#### PROBLEM:
Return every line of the entries below that contains the string "railing", matching case exactly.

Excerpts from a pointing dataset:
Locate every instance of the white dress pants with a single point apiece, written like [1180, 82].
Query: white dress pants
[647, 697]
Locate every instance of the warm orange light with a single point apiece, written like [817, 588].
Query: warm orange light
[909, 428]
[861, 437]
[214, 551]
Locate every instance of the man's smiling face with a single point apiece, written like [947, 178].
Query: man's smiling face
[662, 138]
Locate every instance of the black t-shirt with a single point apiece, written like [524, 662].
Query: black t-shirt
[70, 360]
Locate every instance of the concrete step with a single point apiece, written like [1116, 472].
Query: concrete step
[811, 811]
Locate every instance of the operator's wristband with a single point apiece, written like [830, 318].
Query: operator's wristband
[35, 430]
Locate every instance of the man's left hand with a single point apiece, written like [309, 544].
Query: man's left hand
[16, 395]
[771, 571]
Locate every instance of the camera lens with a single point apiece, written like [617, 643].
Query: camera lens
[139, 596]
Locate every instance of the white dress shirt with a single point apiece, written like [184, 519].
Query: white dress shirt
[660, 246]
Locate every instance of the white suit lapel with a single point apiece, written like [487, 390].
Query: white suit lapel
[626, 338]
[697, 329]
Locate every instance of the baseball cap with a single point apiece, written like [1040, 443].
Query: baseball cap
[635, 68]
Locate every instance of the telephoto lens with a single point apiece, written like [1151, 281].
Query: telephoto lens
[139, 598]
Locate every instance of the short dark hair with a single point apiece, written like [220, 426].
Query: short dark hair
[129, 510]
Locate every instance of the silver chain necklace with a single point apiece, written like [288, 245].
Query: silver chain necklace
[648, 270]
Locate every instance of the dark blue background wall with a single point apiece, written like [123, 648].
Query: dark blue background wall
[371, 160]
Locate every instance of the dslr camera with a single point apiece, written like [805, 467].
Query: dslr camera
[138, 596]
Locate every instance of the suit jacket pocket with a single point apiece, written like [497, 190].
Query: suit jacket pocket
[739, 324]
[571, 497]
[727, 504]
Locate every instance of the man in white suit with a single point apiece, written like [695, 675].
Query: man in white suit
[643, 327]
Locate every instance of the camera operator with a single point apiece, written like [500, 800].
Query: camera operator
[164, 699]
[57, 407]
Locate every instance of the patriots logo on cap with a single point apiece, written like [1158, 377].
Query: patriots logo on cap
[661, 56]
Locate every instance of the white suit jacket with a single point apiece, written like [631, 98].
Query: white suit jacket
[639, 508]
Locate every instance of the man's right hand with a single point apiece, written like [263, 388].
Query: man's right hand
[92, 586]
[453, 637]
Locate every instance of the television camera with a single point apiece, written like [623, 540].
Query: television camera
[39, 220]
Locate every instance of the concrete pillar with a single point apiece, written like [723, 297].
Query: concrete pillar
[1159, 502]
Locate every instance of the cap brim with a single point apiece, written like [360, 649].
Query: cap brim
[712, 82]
---
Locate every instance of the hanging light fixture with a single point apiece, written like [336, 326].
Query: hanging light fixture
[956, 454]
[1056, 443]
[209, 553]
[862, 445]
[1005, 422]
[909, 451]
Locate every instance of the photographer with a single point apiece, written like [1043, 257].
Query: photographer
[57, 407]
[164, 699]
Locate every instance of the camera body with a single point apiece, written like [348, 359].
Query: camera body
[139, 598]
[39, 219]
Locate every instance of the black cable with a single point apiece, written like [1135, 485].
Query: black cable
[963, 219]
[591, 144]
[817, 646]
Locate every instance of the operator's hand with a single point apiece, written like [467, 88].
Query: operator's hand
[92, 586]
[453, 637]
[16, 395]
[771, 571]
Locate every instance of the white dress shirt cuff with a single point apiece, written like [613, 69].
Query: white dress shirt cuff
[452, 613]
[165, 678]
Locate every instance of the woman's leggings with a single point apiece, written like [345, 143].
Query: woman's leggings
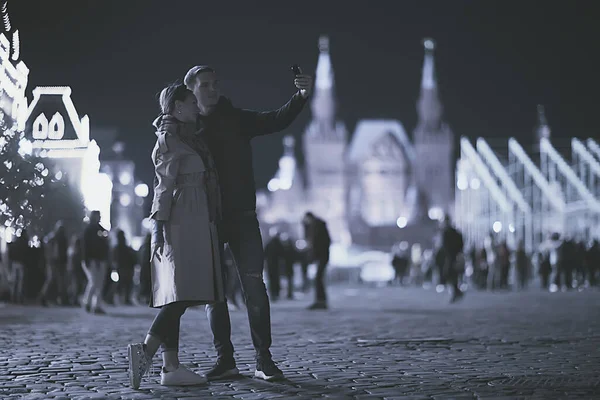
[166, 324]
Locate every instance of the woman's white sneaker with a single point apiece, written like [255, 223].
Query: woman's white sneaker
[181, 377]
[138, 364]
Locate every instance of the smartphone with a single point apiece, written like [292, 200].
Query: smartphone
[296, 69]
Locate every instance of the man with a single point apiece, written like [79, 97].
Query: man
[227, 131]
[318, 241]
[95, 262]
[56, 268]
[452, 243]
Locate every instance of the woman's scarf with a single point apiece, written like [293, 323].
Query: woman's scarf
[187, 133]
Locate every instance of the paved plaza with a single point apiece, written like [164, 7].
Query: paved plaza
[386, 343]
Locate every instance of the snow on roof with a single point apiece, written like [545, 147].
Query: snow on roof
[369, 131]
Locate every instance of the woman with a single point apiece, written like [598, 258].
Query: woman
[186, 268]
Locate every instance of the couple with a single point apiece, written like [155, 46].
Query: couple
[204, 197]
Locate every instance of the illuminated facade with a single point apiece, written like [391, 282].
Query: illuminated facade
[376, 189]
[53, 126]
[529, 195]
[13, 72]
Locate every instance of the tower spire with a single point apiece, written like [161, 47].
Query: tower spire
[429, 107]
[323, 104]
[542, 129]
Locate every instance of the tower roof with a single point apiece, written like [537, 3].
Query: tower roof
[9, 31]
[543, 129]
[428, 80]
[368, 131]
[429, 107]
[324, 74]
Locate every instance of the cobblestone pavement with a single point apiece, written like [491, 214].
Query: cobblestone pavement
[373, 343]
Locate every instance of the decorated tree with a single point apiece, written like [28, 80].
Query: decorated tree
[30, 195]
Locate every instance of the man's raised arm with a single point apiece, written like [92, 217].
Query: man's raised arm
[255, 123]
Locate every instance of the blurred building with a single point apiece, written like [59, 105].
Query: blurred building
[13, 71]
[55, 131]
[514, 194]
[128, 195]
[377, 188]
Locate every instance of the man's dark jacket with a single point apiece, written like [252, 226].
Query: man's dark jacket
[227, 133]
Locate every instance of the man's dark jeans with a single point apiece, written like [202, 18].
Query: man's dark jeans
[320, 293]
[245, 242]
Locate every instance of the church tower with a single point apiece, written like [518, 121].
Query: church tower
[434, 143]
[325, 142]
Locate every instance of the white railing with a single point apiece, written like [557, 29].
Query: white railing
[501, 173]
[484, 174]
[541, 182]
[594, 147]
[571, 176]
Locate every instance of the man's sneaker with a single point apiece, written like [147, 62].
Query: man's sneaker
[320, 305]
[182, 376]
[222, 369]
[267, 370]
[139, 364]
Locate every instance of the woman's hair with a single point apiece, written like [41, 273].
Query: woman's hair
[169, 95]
---
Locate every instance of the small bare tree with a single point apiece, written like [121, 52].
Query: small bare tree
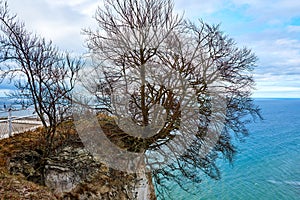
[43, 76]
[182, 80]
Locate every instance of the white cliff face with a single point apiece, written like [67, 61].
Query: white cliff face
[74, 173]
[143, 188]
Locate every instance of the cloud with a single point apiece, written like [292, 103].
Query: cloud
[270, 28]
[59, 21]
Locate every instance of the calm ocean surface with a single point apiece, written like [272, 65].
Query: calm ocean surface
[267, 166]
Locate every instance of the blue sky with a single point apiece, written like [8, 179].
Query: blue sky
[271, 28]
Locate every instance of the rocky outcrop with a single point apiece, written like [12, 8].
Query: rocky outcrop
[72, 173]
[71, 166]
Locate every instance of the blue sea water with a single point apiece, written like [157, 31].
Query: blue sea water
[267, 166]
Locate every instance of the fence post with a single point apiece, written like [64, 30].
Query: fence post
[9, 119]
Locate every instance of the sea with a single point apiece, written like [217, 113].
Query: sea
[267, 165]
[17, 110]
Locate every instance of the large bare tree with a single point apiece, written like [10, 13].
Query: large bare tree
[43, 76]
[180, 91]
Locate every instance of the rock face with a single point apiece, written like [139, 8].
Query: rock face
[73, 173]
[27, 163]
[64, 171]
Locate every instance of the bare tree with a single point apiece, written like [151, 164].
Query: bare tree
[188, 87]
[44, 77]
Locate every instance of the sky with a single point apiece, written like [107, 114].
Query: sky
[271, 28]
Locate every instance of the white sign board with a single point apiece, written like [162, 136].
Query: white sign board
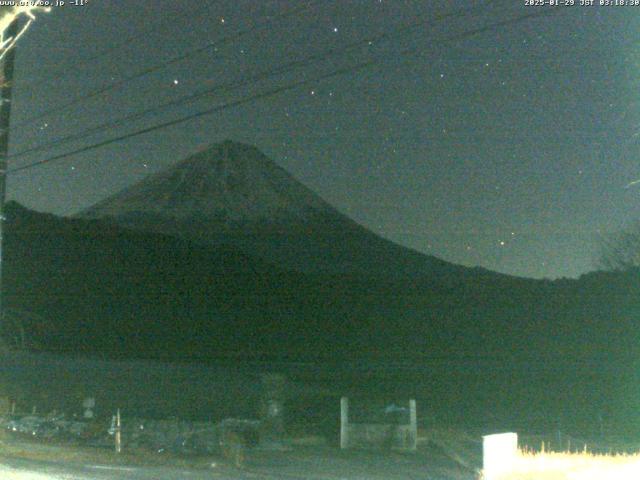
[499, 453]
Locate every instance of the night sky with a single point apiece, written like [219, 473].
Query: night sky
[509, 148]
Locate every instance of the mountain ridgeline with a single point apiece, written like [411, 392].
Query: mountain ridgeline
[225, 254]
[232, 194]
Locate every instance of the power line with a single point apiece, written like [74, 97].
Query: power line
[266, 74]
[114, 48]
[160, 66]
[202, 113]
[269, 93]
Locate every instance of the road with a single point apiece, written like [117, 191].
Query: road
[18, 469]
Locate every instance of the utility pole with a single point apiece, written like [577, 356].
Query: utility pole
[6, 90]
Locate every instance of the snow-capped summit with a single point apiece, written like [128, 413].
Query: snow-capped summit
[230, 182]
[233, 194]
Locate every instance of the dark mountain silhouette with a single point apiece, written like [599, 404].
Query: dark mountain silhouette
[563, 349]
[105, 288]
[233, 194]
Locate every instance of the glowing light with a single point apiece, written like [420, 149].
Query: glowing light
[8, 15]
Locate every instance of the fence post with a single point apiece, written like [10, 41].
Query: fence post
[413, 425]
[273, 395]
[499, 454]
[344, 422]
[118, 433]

#### ANSWER TO THE EXERCISE:
Locate every instance of the white railing with a single point apiece, written like [557, 29].
Query: white railing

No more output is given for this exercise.